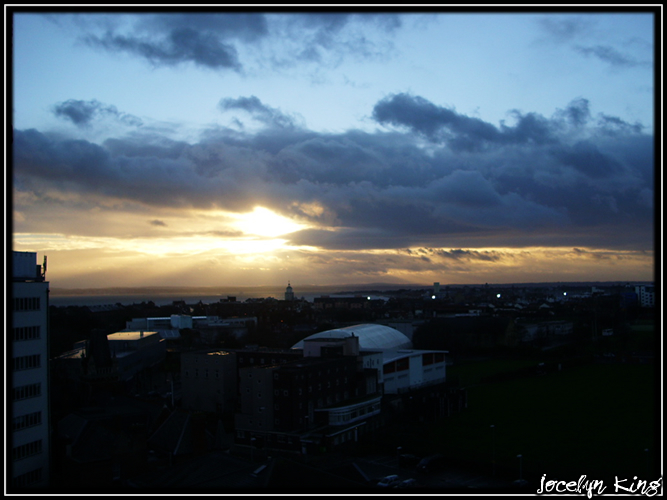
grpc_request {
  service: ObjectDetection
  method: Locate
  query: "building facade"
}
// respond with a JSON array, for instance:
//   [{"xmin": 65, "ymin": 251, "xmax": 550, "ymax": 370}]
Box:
[
  {"xmin": 235, "ymin": 337, "xmax": 382, "ymax": 453},
  {"xmin": 8, "ymin": 252, "xmax": 50, "ymax": 488}
]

# # # #

## SHORT TASK
Please copy all the items again, requests included, but rescale each bounding box coordinate in the answers by 1.55 and round to whole numbers, with halves going up. Keep the requests and their format samples unchanged, and leave the pictures out.

## RESULT
grpc_request {
  service: ObjectDetection
  method: Locate
  query: "building facade"
}
// respond with a JSON array, for instance:
//   [{"xmin": 65, "ymin": 251, "xmax": 550, "ymax": 370}]
Box:
[
  {"xmin": 364, "ymin": 522, "xmax": 592, "ymax": 702},
  {"xmin": 12, "ymin": 391, "xmax": 78, "ymax": 756}
]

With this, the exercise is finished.